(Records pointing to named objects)
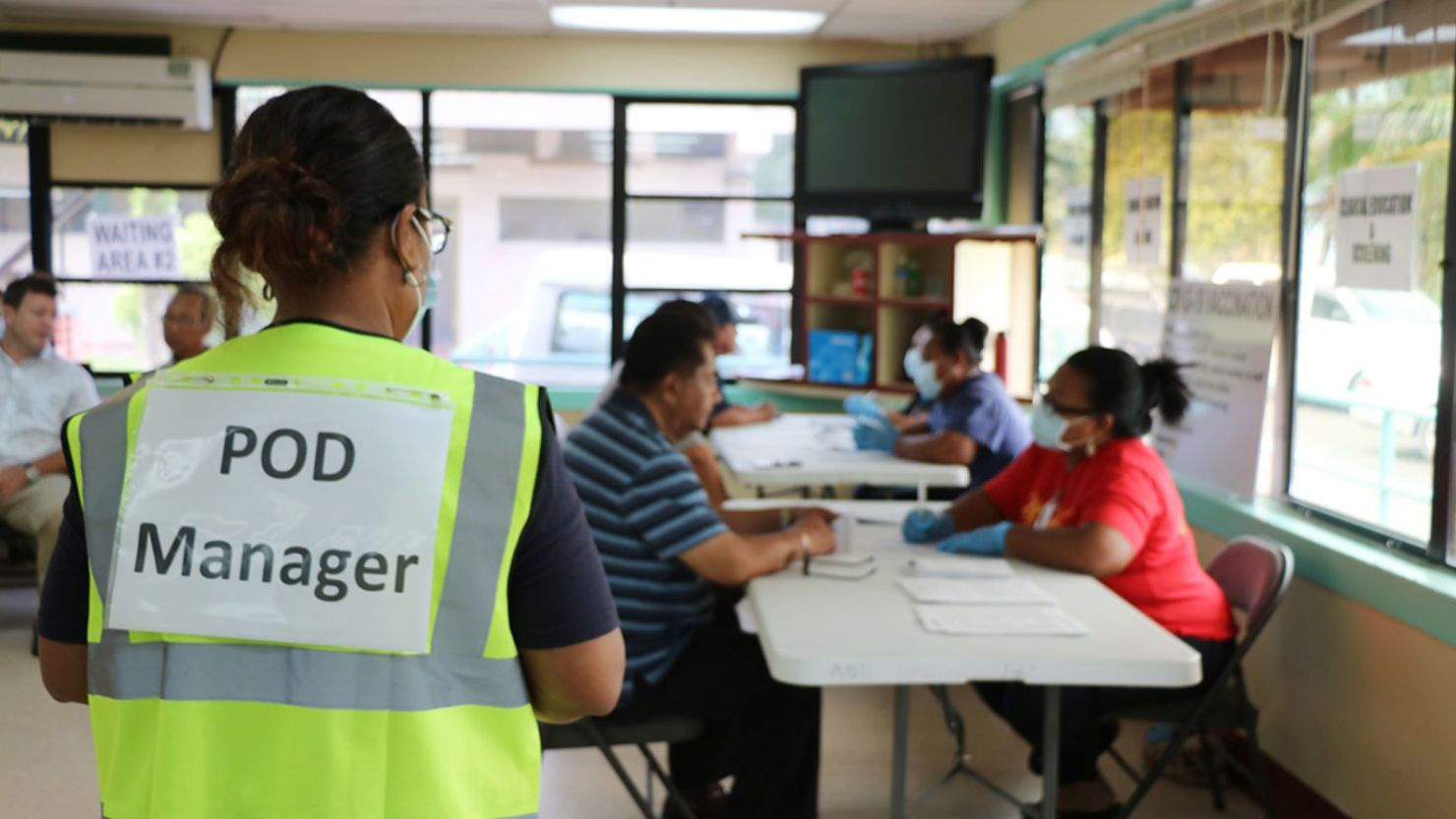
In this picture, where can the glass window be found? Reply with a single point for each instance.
(713, 150)
(15, 198)
(1234, 164)
(191, 242)
(1136, 229)
(526, 279)
(1368, 346)
(1066, 261)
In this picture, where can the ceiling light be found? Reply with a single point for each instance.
(672, 19)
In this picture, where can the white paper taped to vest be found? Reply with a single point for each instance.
(282, 509)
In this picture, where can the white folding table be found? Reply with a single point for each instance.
(809, 448)
(828, 631)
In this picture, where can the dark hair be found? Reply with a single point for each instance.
(667, 340)
(35, 282)
(1130, 391)
(315, 173)
(968, 336)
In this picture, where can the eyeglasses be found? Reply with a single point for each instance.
(437, 227)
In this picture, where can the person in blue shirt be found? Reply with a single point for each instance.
(971, 421)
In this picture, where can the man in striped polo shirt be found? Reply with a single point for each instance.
(666, 549)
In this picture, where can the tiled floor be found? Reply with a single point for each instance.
(47, 770)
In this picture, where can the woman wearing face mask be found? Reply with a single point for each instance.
(970, 421)
(457, 595)
(1091, 497)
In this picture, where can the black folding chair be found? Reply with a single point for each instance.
(606, 731)
(1254, 575)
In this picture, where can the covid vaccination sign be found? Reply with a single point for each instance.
(133, 246)
(1223, 335)
(281, 511)
(1374, 227)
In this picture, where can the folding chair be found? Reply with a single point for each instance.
(606, 731)
(1254, 575)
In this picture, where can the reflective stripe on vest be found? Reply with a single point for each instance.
(455, 673)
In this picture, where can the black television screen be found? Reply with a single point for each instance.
(894, 140)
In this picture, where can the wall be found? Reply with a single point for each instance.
(1355, 703)
(698, 66)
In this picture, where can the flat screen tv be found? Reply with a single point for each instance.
(894, 143)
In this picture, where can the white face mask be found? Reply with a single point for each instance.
(1047, 428)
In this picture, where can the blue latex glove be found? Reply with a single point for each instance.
(986, 542)
(924, 525)
(876, 434)
(862, 406)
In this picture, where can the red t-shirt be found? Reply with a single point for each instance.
(1124, 486)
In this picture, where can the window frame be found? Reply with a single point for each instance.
(621, 198)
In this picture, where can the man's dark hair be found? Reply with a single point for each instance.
(669, 340)
(35, 282)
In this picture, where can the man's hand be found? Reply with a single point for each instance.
(12, 480)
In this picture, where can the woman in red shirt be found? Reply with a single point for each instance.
(1091, 497)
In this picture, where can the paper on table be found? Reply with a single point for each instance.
(960, 567)
(980, 591)
(1000, 620)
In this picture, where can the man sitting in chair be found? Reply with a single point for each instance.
(664, 549)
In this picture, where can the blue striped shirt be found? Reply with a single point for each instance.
(645, 508)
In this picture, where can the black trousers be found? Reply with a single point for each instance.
(1085, 734)
(761, 731)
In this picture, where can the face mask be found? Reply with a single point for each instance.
(927, 382)
(1047, 428)
(425, 294)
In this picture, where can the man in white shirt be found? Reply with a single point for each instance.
(38, 391)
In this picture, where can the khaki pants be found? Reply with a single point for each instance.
(36, 512)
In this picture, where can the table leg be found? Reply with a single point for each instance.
(1050, 751)
(897, 765)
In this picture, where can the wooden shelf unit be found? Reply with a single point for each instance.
(880, 306)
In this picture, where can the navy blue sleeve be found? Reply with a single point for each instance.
(66, 597)
(558, 589)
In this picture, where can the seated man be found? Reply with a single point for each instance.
(188, 321)
(725, 342)
(38, 391)
(666, 549)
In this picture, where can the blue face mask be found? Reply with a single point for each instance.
(927, 382)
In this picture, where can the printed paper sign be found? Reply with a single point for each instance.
(281, 515)
(133, 246)
(1143, 221)
(1079, 218)
(1374, 227)
(1225, 335)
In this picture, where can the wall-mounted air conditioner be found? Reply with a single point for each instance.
(85, 88)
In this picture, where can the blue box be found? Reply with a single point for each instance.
(840, 357)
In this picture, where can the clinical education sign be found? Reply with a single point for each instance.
(134, 246)
(1374, 227)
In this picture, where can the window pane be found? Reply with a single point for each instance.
(15, 198)
(526, 278)
(1136, 230)
(1066, 261)
(710, 148)
(763, 332)
(697, 243)
(193, 240)
(1368, 358)
(1234, 163)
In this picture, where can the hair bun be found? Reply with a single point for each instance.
(291, 218)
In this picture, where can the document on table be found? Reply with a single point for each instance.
(977, 591)
(1001, 620)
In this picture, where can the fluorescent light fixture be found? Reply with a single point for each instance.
(672, 19)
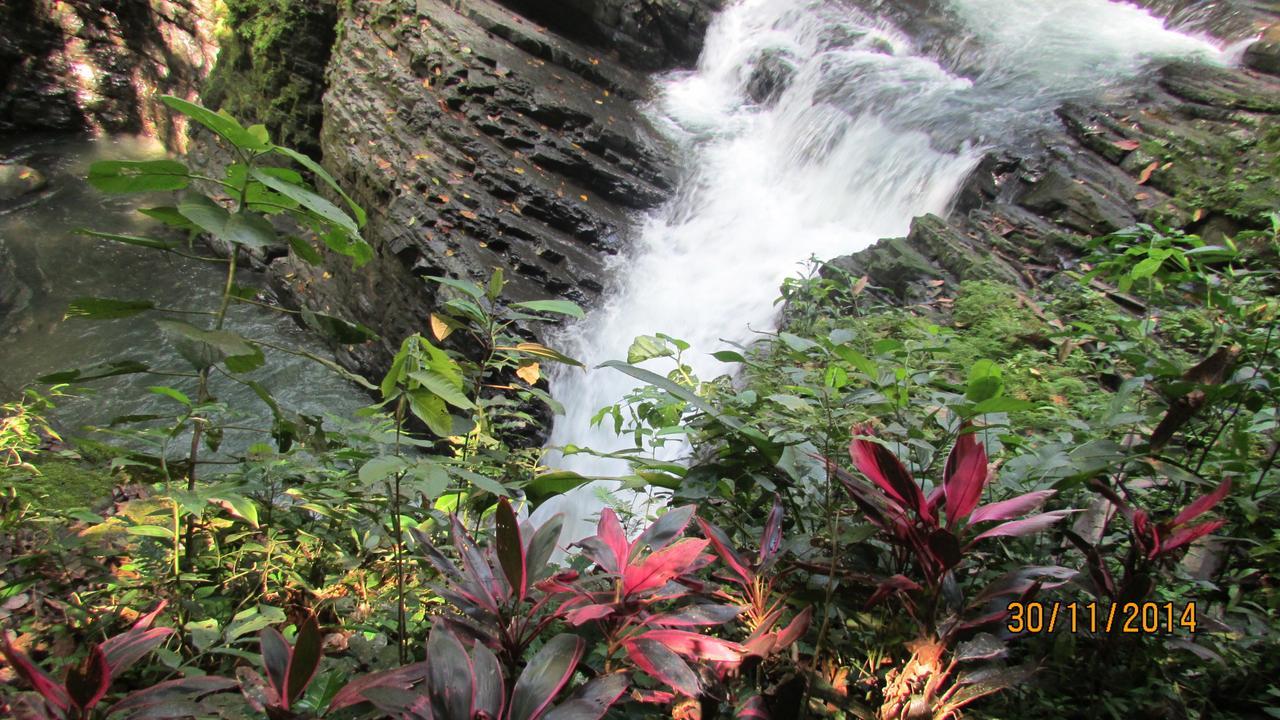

* _EXERCISE DIRECTIONS_
Tally the lines above that contain the string "screen" and give only the number.

* _THE RESPONSE_
2